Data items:
....................

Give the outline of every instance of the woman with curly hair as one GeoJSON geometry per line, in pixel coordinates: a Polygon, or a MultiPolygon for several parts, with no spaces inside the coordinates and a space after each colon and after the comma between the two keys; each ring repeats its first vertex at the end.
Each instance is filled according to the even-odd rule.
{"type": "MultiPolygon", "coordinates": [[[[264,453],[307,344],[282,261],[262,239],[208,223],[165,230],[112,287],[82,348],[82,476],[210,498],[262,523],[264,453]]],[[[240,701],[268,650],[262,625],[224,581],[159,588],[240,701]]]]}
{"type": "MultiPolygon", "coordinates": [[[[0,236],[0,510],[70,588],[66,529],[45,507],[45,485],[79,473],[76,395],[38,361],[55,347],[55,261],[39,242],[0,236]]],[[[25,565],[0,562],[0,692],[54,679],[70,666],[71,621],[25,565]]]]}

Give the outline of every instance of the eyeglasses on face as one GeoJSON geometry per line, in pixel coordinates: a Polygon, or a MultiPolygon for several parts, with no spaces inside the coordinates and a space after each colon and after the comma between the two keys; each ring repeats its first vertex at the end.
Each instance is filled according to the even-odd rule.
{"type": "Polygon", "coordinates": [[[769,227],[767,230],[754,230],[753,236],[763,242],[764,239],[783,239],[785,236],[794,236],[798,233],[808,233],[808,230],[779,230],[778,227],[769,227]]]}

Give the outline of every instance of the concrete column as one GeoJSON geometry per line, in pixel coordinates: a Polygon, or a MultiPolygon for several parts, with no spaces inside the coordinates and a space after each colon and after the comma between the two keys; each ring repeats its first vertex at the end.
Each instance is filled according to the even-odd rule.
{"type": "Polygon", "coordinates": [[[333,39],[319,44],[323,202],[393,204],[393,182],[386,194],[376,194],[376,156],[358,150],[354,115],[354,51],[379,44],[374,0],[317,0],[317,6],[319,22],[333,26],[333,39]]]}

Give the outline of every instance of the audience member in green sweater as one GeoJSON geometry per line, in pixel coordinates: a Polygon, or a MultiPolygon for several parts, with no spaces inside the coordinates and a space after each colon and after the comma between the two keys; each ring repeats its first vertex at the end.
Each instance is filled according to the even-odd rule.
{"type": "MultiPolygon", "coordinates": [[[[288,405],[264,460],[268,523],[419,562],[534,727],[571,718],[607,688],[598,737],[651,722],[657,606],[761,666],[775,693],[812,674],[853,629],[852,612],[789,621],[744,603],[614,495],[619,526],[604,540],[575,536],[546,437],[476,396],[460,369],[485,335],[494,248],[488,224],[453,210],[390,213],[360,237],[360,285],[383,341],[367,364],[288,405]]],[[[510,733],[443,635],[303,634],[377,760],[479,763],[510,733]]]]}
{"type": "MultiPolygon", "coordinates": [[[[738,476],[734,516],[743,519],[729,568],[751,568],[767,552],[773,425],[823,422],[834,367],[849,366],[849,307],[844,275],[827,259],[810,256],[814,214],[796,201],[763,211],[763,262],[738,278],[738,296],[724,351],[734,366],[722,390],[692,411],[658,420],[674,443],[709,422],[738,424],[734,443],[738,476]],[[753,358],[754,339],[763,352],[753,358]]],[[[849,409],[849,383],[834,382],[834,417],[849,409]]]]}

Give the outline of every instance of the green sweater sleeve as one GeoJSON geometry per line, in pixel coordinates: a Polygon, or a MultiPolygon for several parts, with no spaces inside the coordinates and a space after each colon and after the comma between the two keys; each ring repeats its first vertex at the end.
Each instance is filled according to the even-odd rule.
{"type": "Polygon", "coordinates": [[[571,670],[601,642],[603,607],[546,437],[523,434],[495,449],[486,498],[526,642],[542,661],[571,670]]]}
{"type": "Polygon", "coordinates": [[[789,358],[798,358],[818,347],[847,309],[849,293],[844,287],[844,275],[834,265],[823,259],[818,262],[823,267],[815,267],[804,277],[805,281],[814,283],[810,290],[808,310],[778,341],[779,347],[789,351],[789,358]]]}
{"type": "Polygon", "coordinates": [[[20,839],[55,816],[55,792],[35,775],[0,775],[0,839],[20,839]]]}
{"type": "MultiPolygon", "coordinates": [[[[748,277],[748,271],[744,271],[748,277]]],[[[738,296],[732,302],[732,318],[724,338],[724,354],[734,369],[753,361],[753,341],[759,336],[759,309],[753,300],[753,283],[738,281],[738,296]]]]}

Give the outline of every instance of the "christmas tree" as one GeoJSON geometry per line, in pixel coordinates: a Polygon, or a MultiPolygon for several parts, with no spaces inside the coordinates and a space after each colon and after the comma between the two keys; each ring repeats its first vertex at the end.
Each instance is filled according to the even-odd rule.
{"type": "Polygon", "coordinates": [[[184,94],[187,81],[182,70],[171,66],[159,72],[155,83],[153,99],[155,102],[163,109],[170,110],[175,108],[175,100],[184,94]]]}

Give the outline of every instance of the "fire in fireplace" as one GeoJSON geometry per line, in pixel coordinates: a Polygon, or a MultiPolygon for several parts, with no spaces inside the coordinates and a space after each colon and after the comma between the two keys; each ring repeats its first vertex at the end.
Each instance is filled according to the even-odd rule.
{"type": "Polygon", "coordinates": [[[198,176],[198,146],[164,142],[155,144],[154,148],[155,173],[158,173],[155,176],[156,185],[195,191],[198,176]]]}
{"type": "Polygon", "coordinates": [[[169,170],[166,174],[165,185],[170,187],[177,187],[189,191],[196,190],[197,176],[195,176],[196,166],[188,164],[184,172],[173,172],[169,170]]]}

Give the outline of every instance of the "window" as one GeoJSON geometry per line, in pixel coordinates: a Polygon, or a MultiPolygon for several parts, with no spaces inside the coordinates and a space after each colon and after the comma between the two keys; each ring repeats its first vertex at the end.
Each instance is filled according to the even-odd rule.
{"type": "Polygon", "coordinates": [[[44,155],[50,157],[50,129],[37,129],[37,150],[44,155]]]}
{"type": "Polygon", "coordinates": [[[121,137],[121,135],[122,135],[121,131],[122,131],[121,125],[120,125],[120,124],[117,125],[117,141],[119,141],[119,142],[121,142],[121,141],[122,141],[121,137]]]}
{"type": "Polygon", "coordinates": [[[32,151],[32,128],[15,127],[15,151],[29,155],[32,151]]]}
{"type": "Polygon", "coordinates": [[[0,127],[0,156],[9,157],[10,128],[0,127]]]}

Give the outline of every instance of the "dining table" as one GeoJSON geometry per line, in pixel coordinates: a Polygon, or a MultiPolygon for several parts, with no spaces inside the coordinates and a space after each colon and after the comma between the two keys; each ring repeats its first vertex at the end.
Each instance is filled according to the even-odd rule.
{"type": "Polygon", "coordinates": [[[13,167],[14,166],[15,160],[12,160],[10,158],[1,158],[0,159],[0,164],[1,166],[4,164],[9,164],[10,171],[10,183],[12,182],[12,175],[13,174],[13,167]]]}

....................

### Task statement
Transcribe the whole listing with nothing added or left out.

### Answer to this problem
Give the outline of every instance of the woman with curly hair as one GeoJSON geometry per line, in pixel coordinates: a Polygon, or a MultiPolygon for several parts, with no spaces inside the coordinates and a space after each colon and after the comma between the two keys; each ring repeats its first vertex at the end.
Each instance is filled according to the even-odd rule.
{"type": "MultiPolygon", "coordinates": [[[[264,453],[307,344],[282,261],[262,239],[208,223],[165,230],[112,287],[82,348],[82,476],[210,498],[262,523],[264,453]]],[[[240,701],[268,650],[262,625],[224,581],[159,588],[240,701]]]]}
{"type": "MultiPolygon", "coordinates": [[[[0,236],[0,510],[70,588],[66,529],[45,507],[45,485],[79,473],[76,395],[38,361],[55,347],[55,261],[39,242],[0,236]]],[[[25,565],[0,562],[0,692],[54,679],[70,666],[71,621],[25,565]]]]}

Give the outline of every instance of the eyeglasses on face as one GeoJSON geometry per line, in pixel coordinates: a Polygon, or a MultiPolygon for several parts, with no spaces inside the coordinates and a space after each colon and after the comma between the two keys; each ring repeats its first vertex at the end.
Each instance is filled according to the even-odd rule.
{"type": "Polygon", "coordinates": [[[769,227],[767,230],[754,230],[753,236],[763,242],[764,239],[783,239],[785,236],[794,236],[798,233],[808,233],[808,230],[779,230],[778,227],[769,227]]]}

Give the outline of every instance of the concrete column as one GeoJSON geometry per line, in pixel coordinates: a Polygon, or a MultiPolygon for several parts, with no spaces inside the coordinates and a space after each colon and after the comma between the two keys; each ring repeats its first vertex at the end.
Each instance is filled according to the even-odd rule.
{"type": "Polygon", "coordinates": [[[333,39],[319,44],[323,202],[393,204],[393,182],[386,194],[376,194],[376,156],[358,150],[354,115],[354,51],[379,44],[374,0],[317,0],[317,6],[319,22],[333,26],[333,39]]]}

Give the outline of every instance of the audience member in green sweater as one GeoJSON geometry per line, in pixel coordinates: a Polygon, or a MultiPolygon for several parts, with no spaces inside the coordinates and a space after each colon and after the comma between the two keys; each ring repeats its first vertex at the end.
Each instance is filled according to the even-odd rule.
{"type": "MultiPolygon", "coordinates": [[[[288,405],[264,460],[268,523],[419,562],[534,727],[571,718],[607,688],[598,737],[651,722],[657,606],[761,666],[775,693],[812,674],[853,629],[852,612],[789,621],[744,603],[614,495],[619,526],[604,540],[575,536],[546,437],[476,396],[460,369],[485,335],[494,248],[488,224],[453,210],[390,213],[360,237],[360,285],[383,341],[367,364],[288,405]]],[[[510,733],[443,635],[303,634],[377,760],[479,763],[510,733]]]]}
{"type": "MultiPolygon", "coordinates": [[[[738,476],[734,516],[743,519],[729,568],[751,568],[767,552],[773,425],[823,422],[834,367],[849,366],[849,307],[844,275],[827,259],[810,256],[814,214],[796,201],[763,211],[763,262],[738,278],[738,296],[724,351],[734,366],[722,390],[692,411],[658,420],[674,443],[709,422],[738,424],[734,443],[738,476]],[[753,358],[754,339],[763,352],[753,358]]],[[[849,409],[849,383],[834,382],[834,417],[849,409]]]]}

Give the outline of every instance of the green sweater sleeve as one GeoJSON geometry per line, in pixel coordinates: a Polygon, or a MultiPolygon for several parts, with no spaces inside the coordinates and a space after each colon and after the comma between the two keys; each ring repeats its first vertex at the end.
Each instance is filled according to the even-odd rule.
{"type": "Polygon", "coordinates": [[[571,670],[601,642],[603,607],[546,437],[523,434],[495,449],[486,498],[526,642],[542,661],[571,670]]]}
{"type": "Polygon", "coordinates": [[[789,358],[798,358],[818,347],[847,309],[849,293],[844,287],[844,275],[834,265],[823,259],[818,262],[823,267],[815,267],[804,277],[805,281],[814,283],[810,290],[808,310],[778,341],[779,347],[789,351],[789,358]]]}
{"type": "Polygon", "coordinates": [[[20,839],[55,816],[55,792],[35,775],[0,775],[0,839],[20,839]]]}
{"type": "MultiPolygon", "coordinates": [[[[748,277],[748,271],[744,271],[748,277]]],[[[738,296],[732,302],[732,318],[724,338],[724,354],[734,369],[753,361],[753,341],[759,336],[759,309],[753,300],[753,283],[738,281],[738,296]]]]}

Give the outline of every instance of the "christmas tree" as one GeoJSON geometry per line, in pixel coordinates: a Polygon, or a MultiPolygon for several parts, with no spaces inside the coordinates and a space after each colon and after the comma between the two keys; each ring repeats its first vertex at the end.
Each instance is filled according to the even-odd rule.
{"type": "Polygon", "coordinates": [[[184,94],[187,81],[182,70],[171,66],[159,72],[155,83],[153,99],[155,102],[163,109],[170,110],[175,108],[175,100],[184,94]]]}

Give the outline of every instance of the "fire in fireplace" as one GeoJSON geometry per line, in pixel coordinates: a Polygon, or a MultiPolygon for several parts, with no spaces inside the coordinates and a space after each colon and after the comma between the two keys; each ring repeats its first vertex at the end.
Each instance is filled according to the even-odd rule.
{"type": "Polygon", "coordinates": [[[198,176],[198,146],[164,142],[155,144],[154,148],[155,173],[158,173],[155,176],[156,185],[195,191],[198,176]]]}
{"type": "Polygon", "coordinates": [[[169,170],[166,174],[165,185],[170,187],[177,187],[189,191],[196,190],[197,176],[195,176],[196,166],[188,164],[184,172],[173,172],[169,170]]]}

Give the outline of every instance of the "window" as one GeoJSON geometry per line, in pixel coordinates: a Polygon, or a MultiPolygon for several parts, with no spaces inside the coordinates and a space after each colon and after the comma between the two keys; each ring repeats its first vertex at the end.
Each instance is filled according to the even-odd rule.
{"type": "Polygon", "coordinates": [[[44,155],[50,157],[50,129],[37,129],[37,150],[44,155]]]}
{"type": "Polygon", "coordinates": [[[121,137],[121,135],[122,135],[121,131],[122,131],[121,125],[120,125],[120,124],[117,125],[117,141],[119,141],[119,142],[121,142],[121,141],[122,141],[121,137]]]}
{"type": "Polygon", "coordinates": [[[32,151],[32,128],[15,127],[15,151],[29,155],[32,151]]]}
{"type": "Polygon", "coordinates": [[[0,127],[0,156],[9,157],[10,128],[0,127]]]}

Give the outline of every instance of the "dining table" as one GeoJSON geometry per line, in pixel coordinates: a Polygon, or a MultiPolygon for several parts, with no spaces inside the coordinates and a space after each colon and after the comma between the two keys; each ring repeats its first vertex at the end.
Each instance is filled according to the even-odd rule.
{"type": "Polygon", "coordinates": [[[13,167],[14,166],[15,160],[12,160],[10,158],[1,158],[0,159],[0,164],[1,166],[4,164],[9,164],[10,171],[10,183],[12,182],[12,175],[13,174],[13,167]]]}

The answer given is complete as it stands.